PROBLEMS TO SOLVE
(a) According to the text on fund managers' track records, in what month and year did Paul Mumford take over the Cavendish Opportunities portfolio?
(b) Reproduce the portion of the text on fund managers' track records starting at "The only fixed" and ending at "medium- and long-term.", replacing "Fidelity" with "Invesco".
(c) Carry on the text on fund managers' track records from its final sentence.

DOCUMENT
** Begin **
Our data for the trust only goes back to January 1995, but it is still clear the manager boasts a stellar long-term track record.

According to FE Analytics, the Capital Gearing Trust has returned 616.21 per cent over the period, more than three times as much as its FTSE Investment Companies benchmark. 

It has also been significantly less volatile, and came out on top in the down markets of 2002, 2008 and 2011. 

The trust has also significantly outperformed over one, three, five and 10 years, again with less volatility and downside risk. 

The £87m portfolio is a trust of trusts, which means that it invests almost entirely in closed-ended funds. It is an exceptionally diversified portfolio, with only 9 per cent invested in its top-10 holdings. Only three holdings have an exposure of more than 1 per cent.

The trust has a TER of 1.4 per cent.



Ian Spreadbury

The only fixed interest manager of the five, Ian Spreadbury has been running funds since 1985. He joined Fidelity from L&G in 1995, and since then has led multiple bond portfolios to the top of the sector standings over the medium- and long-term. 

He is perhaps best known for the Moneybuilder Income portfolio, which is among the most popular bond funds with retail investors.

The £3.2bn fund has returned 188.76 per cent since September 1995, compared with 143.94 per cent from the average Corporate Bond portfolio. It is also a top-quartile performer over five- and 10-year periods, with returns of 38.69 and 65.86 per cent respectively. 

It has a minimum investment of £500 and a TER of 1 per cent.


Paul Mumford

While perhaps not as high profile as some others on the list, Cavendish’s Paul Mumford is a true industry stalwart, guiding his Cavendish Opportunities portfolio to the top of the league tables over the long-term. 

He took over the five crown-rated portfolio in May 1988, and since then has delivered 681.22 per cent, more than doubling the returns of its FTSE Small Cap (ex IT) benchmark, which has returned 279.9 per cent.
** End **
DATA ROWS
** Begin **
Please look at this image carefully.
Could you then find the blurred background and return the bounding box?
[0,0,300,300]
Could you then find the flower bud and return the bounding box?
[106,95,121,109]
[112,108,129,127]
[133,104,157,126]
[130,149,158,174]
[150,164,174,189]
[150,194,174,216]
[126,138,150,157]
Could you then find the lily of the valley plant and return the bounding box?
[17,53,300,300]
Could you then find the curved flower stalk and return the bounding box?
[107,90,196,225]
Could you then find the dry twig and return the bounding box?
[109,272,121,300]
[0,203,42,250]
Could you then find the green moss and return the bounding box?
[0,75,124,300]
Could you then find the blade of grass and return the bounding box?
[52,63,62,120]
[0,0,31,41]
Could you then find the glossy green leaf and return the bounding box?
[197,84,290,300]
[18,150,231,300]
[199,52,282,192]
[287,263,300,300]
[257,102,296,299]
** End **
** Begin **
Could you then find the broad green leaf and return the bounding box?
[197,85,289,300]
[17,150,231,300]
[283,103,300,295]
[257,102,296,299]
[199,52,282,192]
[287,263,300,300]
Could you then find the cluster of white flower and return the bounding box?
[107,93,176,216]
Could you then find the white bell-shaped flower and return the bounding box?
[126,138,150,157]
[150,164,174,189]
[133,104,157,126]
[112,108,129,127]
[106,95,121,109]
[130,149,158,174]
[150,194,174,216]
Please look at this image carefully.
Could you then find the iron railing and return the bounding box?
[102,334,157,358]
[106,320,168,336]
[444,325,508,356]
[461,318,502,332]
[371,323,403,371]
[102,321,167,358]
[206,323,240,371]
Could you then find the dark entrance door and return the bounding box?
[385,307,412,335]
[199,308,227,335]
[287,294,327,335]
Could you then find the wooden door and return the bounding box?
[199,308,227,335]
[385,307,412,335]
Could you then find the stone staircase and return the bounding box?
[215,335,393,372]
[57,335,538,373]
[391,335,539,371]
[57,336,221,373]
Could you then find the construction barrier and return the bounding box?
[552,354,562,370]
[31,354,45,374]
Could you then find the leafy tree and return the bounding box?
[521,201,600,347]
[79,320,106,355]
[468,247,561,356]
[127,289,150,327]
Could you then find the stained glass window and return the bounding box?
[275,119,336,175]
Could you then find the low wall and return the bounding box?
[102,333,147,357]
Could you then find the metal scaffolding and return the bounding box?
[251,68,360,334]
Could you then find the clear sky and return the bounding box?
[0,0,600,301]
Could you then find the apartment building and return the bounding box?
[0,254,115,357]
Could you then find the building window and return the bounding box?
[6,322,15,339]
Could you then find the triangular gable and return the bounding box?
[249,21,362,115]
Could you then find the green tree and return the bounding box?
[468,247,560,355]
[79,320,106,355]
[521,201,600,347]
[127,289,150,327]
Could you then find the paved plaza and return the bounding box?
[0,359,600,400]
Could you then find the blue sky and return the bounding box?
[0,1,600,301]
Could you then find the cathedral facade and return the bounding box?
** End **
ANSWERS GIVEN
(a) May 1988

(b)
The only fixed interest manager of the five, Ian Spreadbury has been running funds since 1985. He joined Invesco from L&G in 1995, and since then has led multiple bond portfolios to the top of the sector standings over the medium- and long-term.

(c)
It has also significantly outperformed both the index and its sector average over three, five and 10 years. 

Performance of fund vs sector and index

Name  1-yr returns (%)  3-yr returns (%)    5-yr returns (%)    10-yr returns (%)    20-yr returns (%)   
Cavendish - Opportunities  22.11  60.79  25.81  242.64  681.22 
FTSE Small Cap Index (ex IT)   23.92  15.16  -12.3  108.26  279.9 
IMA UK All Companies  14.83  25.21  3.9  124.98  N/A 

Source: FE Analytics

It is a high-Beta portfolio, which tend to outperform in rising markets but lose out heavily in falling ones. In 2008, for example, the fund lost 50.36 per cent – almost 20 percentage points more than the average UK growth fund. 

However, it more than compensates for this during up periods, where it more often than not shoots the lights out. In 2009 alone, the fund delivered more than 75 per cent. 

Mumford prides himself on being a long-term investor and pays little attention to the macro environment, instead concentrating on bottom-up analysis.

He has significant exposure to mid and small caps, as well as cyclical stocks in the oil & gas and industrial sectors. Nautical Petroleum, Faroe Petroleum and XP Power are all top-five holdings. 

The fund has a minimum investment of £2,500 and a TER of 1.58 per cent. Mumford also heads up Cavendish AIM and Cavendish UK Select.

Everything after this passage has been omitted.